───── Raw data

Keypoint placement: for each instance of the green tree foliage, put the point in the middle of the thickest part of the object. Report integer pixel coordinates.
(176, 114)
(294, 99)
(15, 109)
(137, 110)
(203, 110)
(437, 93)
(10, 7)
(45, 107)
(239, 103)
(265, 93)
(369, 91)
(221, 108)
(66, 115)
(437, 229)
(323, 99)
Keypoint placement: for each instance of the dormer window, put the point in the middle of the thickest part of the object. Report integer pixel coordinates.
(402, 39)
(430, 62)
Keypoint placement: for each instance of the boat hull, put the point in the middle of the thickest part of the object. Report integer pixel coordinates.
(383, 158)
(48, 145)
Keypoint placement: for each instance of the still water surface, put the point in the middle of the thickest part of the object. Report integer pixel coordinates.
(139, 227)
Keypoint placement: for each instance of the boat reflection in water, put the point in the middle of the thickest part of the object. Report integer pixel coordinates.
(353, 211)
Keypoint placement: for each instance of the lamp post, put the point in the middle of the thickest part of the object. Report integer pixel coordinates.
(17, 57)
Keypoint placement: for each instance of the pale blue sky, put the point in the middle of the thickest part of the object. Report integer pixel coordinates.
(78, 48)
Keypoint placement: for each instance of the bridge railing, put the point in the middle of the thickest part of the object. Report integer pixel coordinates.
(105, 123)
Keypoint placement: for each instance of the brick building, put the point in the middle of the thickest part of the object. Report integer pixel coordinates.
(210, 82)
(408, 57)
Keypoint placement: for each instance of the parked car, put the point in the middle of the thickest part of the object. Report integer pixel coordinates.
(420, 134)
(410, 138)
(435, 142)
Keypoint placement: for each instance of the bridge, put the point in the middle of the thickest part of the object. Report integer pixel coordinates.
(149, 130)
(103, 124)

──────────

Give back the whole listing, word for word.

Keypoint placement: for each instance of the green tree foliage, put the point in the middle of the thickest part of the object. Report integer pixel coordinates.
(176, 114)
(294, 99)
(15, 109)
(137, 110)
(203, 110)
(437, 93)
(10, 7)
(45, 107)
(239, 103)
(265, 93)
(369, 91)
(221, 108)
(66, 115)
(437, 229)
(323, 99)
Keypoint placement: for each instance of the dormer window, put the point in the middle of the thickest part of the object. Report integer pixel coordinates.
(402, 39)
(430, 62)
Keypoint placement: for each instance of the boat hull, put the point in the middle of the thickest part of the object. Report integer pixel coordinates.
(383, 158)
(48, 145)
Keypoint placement: for each instance of the still water surface, put the point in the middle of the thickest part of the object. Report integer pixel coordinates.
(139, 227)
Keypoint placement: for each instance of the boat reflection in water, put the point in the middle of the thickest part of the object. Report integer pixel coordinates.
(353, 211)
Keypoint placement: for each instance of the lamp post, put the point in the middle of the thickest part of the object. Report integer pixel coordinates.
(17, 57)
Keypoint placement: for each instance of the pale blue sky, put the point in the middle of the thickest part of the object. Report integer pixel coordinates.
(78, 48)
Keypoint placement: for each instance of the bridge railing, put the point in the middle of the thickest part of the object. Report integer pixel coordinates.
(105, 123)
Keypoint placement: for each instance of the brick building, put the point in the middle of the thickest part of the object. Report integer pixel coordinates.
(210, 82)
(408, 57)
Keypoint placement: for each instance of the parked car, put the point in the middle of the thickest part of the object. Report integer pixel coordinates.
(420, 134)
(410, 138)
(435, 142)
Keypoint placement: for each instance of the bridge, put the point in the middle of the thickest part of the object. Report integer pixel coordinates.
(149, 130)
(103, 124)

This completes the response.